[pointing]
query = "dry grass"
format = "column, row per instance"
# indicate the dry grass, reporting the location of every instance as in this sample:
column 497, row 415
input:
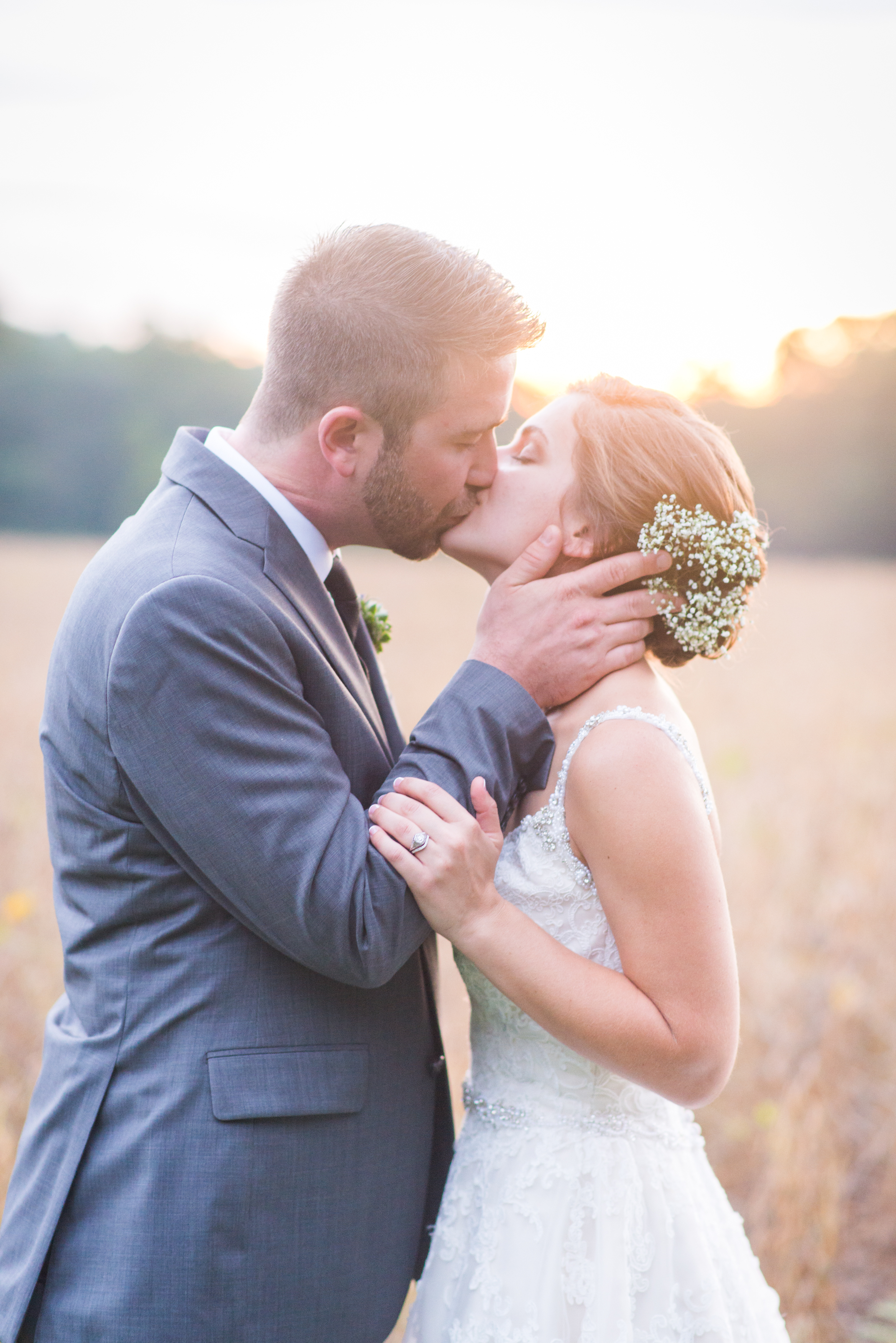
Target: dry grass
column 800, row 731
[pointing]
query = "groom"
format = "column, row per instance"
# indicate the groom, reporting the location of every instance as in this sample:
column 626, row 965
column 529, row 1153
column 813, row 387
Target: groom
column 241, row 1129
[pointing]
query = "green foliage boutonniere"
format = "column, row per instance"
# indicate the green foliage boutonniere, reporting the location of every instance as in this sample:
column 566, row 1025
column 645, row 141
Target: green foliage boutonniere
column 377, row 621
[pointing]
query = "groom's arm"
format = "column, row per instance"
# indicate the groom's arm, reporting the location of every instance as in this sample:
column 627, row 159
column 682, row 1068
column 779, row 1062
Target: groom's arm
column 484, row 723
column 233, row 771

- - -

* [TASK DETAILS]: Rewrite every line of the data above as a numbered list, dropping any blank lines and leaving the pictures out.

* [RESPONSE FOR THIS EXERCISE]:
1. [pointing]
2. query = "dry grass"
3. format = "column, row per instance"
4. # indicate the dry grass, reporting the location of every instance as in this sample:
5. column 497, row 415
6. input:
7. Target: dry grass
8. column 800, row 731
9. [pointing]
10. query = "groom"
11. format = "column, row per instance"
12. # indicate the groom, reporting the location of every instance as in this sample:
13. column 626, row 965
14. column 529, row 1153
15. column 813, row 387
16. Target: groom
17. column 241, row 1129
18. [pointing]
19. query = "green foliage boutonniere"
20. format = "column, row per instance"
21. # indicate the green foliage boutonniere, reporting the location of every instance as in this sample:
22. column 566, row 1025
23. column 645, row 141
24. Target: green foliage boutonniere
25. column 377, row 621
26. [pointing]
27. query = "groom's arm"
28. format = "column, row per instance"
29. # indicate the groom's arm, reporting the location of every instance as in this sample:
30. column 627, row 159
31. column 682, row 1068
32. column 779, row 1062
33. Target: groom's arm
34. column 484, row 723
35. column 233, row 771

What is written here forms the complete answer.